What needs to be done =>
Restate, word for word, all of the material shown below.

Task data =>
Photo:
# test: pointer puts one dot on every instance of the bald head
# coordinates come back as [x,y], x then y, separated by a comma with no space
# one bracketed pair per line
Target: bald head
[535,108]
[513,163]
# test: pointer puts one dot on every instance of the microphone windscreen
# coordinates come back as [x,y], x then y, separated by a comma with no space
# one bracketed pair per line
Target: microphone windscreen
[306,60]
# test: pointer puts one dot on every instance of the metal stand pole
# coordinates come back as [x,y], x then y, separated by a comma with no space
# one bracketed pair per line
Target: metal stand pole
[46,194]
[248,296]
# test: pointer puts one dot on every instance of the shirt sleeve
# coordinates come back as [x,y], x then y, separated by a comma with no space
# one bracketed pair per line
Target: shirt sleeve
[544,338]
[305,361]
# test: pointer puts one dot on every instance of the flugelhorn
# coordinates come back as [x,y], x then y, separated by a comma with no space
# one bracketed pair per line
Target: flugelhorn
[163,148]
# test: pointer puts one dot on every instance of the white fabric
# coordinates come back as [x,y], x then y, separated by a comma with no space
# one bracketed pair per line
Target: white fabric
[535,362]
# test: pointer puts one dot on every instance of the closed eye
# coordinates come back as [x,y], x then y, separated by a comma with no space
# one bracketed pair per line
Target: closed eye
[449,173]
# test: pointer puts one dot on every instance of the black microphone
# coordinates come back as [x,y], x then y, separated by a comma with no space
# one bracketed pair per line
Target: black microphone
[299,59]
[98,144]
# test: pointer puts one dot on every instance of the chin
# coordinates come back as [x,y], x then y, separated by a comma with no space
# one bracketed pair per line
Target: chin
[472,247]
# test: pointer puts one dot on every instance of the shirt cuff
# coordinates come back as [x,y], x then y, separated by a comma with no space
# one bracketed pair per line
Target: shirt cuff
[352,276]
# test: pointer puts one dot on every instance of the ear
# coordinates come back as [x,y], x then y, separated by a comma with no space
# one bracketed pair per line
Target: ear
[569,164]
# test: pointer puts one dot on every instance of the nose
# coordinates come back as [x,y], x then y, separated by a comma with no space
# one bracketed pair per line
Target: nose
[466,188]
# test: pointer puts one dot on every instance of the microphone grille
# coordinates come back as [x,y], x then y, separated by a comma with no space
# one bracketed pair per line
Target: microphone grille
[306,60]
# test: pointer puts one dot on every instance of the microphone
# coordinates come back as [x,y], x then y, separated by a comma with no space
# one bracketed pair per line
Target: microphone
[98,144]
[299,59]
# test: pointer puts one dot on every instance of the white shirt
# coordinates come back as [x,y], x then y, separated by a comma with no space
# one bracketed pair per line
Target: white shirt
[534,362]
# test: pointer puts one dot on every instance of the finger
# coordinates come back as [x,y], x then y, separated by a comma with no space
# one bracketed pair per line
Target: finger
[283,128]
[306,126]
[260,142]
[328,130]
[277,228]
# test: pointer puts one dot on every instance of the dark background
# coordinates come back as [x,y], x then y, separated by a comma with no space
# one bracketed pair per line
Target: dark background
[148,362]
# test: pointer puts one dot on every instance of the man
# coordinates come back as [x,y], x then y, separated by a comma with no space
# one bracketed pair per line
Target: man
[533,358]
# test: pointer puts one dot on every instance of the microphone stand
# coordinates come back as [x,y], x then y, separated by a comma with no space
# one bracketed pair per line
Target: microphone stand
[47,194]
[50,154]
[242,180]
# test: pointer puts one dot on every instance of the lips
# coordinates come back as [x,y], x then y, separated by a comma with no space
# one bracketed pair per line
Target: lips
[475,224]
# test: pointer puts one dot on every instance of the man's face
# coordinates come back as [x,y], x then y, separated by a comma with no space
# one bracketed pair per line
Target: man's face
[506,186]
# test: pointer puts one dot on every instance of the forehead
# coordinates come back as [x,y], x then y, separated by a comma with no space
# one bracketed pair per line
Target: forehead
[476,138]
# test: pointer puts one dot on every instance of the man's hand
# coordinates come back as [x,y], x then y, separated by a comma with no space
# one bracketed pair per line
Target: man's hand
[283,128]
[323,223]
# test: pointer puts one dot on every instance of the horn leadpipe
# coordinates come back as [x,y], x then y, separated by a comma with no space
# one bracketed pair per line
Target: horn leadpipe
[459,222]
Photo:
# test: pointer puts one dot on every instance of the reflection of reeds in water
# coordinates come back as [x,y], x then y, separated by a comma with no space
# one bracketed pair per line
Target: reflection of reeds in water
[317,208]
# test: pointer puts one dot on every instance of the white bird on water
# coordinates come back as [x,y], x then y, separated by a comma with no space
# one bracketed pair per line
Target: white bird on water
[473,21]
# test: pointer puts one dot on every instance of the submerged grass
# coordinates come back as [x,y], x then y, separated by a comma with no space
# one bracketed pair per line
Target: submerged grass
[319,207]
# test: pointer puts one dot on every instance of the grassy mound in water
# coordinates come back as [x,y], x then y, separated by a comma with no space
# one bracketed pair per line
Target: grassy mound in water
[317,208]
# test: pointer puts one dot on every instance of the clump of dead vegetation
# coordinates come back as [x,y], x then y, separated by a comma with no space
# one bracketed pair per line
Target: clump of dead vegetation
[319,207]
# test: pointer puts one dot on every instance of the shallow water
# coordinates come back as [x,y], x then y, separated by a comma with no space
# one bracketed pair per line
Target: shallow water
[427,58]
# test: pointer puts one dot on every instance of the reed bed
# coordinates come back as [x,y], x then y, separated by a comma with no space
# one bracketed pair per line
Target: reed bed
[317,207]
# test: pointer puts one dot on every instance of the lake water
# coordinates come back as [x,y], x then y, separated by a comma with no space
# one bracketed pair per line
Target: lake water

Complete answer =>
Photo:
# test: pointer puts one dot on every instance of the bald head
# coordinates come back as [x,y], x then y, separated by a comma with no space
# one bracketed pair per line
Target: bald head
[535,108]
[513,163]
# test: pointer puts one dot on every instance of the microphone windscreen
# coordinates come back as [x,y], x then y, separated by a comma with no space
# one bracketed pair per line
Target: microphone windscreen
[306,60]
# test: pointer puts one dot on every instance of the metal stand pole
# coordinates come back as [x,y], x then y, separated by a comma with no space
# one bracketed pair per line
Target: metal stand pole
[46,194]
[248,296]
# test: pointer puts one dot on every instance of the shirt sleeve
# coordinates come back as [x,y], x then y, separated by a comma with no space
# one bracketed pair per line
Target: shirt sleeve
[544,338]
[305,361]
# test: pointer puts one dot on every instance of the flugelhorn
# coordinates come back as [x,y], x then y, separated by a comma with no space
# one bracketed pair per line
Target: flugelhorn
[163,148]
# test: pointer puts one dot on every instance of the white fabric
# coordinates come back as [x,y], x then y, separated by a comma with no space
# one bracketed pair per line
Target: white fabric
[535,362]
# test: pointer puts one dot on every instance of the closed eye
# coordinates come back as [x,y], x then y, separated by a comma with no space
# one bracketed pair per line
Target: closed eye
[449,173]
# test: pointer puts one dot on every instance of the black microphone
# coordinates come back as [x,y], x then y, separated by a comma with no space
# one bracketed pair per line
Target: black microphone
[299,59]
[98,144]
# test: pointer puts one dot on every instance of the chin
# coordinates come back as [x,y], x then y, separated by a comma with no space
# one bracketed pair per line
Target: chin
[472,247]
# test: pointer puts one dot on every instance of the shirt cuff
# coordinates come back as [x,y], x then y, separated by a comma with no space
# one bracketed pair per line
Target: shirt cuff
[352,276]
# test: pointer puts one dot on every instance of the ear
# coordinates come back as [x,y], x then y, separated by a comma with no space
# one bracketed pair per line
Target: ear
[569,164]
# test: pointer puts one dot on every instance of the nose
# coordinates come back as [x,y], x then y, separated by a comma with no space
# one bracketed pair per line
Target: nose
[466,188]
# test: pointer puts one dot on every instance of the microphone grille
# coordinates come back as [x,y], x then y, separated by a comma with no space
# one bracketed pair per line
Target: microphone grille
[306,60]
# test: pointer puts one dot on every instance of the microphone
# coordinates come back as [x,y], x then y, separated by a comma with no space
# one bracketed pair per line
Target: microphone
[98,144]
[299,59]
# test: pointer puts one dot on every instance of the white shirt
# coordinates come back as [x,y], x then y, separated by a comma with no space
# one bracketed pair per line
Target: white shirt
[534,362]
# test: pointer puts one dot on every instance of the finger
# coordinates come back as [x,y], x then y, separated by a comma with no space
# one bracketed pair per line
Target: finger
[283,128]
[306,126]
[260,142]
[328,130]
[277,228]
# test: pointer puts one dot on every instance of the dark background
# coordinates come back as [x,y], x then y, separated by a comma with no space
# one bracketed pair per line
Target: dark background
[148,362]
# test: pointer puts one dot on every instance of the man
# coordinates come back as [x,y], x then y, separated by a comma with no space
# one bracketed pair per line
Target: man
[533,358]
# test: pointer puts one dot on every instance of the microphone stand
# coordinates come back as [x,y], x then y, separated by a comma with no space
# one bracketed pair per line
Target: microphone stand
[47,194]
[50,154]
[242,180]
# test: pointer puts one dot on every instance of the lips
# coordinates come back as [x,y], x then y, separated by a comma with no space
# one bracketed pair per line
Target: lips
[475,224]
# test: pointer puts one dot on every instance of the man's face
# coordinates come back as [x,y], x then y, separated by a comma with no space
# one bracketed pair per line
Target: man's face
[506,186]
# test: pointer puts one dot on every instance of the forehead
# coordinates come back as [x,y], x then y, separated by a comma with no space
# one bracketed pair per line
Target: forehead
[476,138]
# test: pointer puts one dot on every instance of the man's hand
# coordinates come back as [x,y], x then y, separated by a comma with no space
# one bracketed pair per line
Target: man's hand
[283,128]
[323,223]
# test: pointer puts one dot on every instance of the horn leadpipe
# coordinates come back as [x,y], x then y, separated by a comma with no space
# one bracketed pair per line
Target: horn leadpipe
[459,222]
Photo:
# test: pointer puts one dot on every instance of the reflection of reeds in water
# coordinates come back as [x,y], x then y, separated by a comma with no space
# one bracketed pair per line
Target: reflection of reeds in water
[317,208]
# test: pointer puts one dot on every instance of the white bird on water
# coordinates come back as [x,y], x then y, separated by a comma with no space
# one bracketed pair per line
Target: white bird on water
[473,21]
# test: pointer puts one dot on every instance of the submerged grass
# coordinates come back as [x,y], x then y, separated by a comma with no space
# one bracketed pair per line
Target: submerged grass
[319,207]
# test: pointer puts one dot on every instance of the grassy mound in water
# coordinates come back as [x,y], x then y, separated by a comma with no space
# one bracketed pair per line
Target: grassy mound in water
[317,208]
# test: pointer puts one dot on every instance of the clump of dead vegetation
# coordinates come back as [x,y], x then y, separated by a comma with no space
# one bracketed pair per line
Target: clump of dead vegetation
[319,207]
# test: pointer puts one dot on every instance of the shallow water
# coordinates come back as [x,y], x then y, separated by a comma with no space
# one bracketed pair per line
Target: shallow water
[427,58]
# test: pointer puts one dot on every instance of the reed bed
# coordinates come back as [x,y], x then y, separated by a comma with no space
# one bracketed pair per line
Target: reed bed
[317,207]
# test: pointer puts one dot on every instance of the lake water
# coordinates come back as [x,y], x then y, separated by a comma with no space
# one bracketed pair per line
Target: lake water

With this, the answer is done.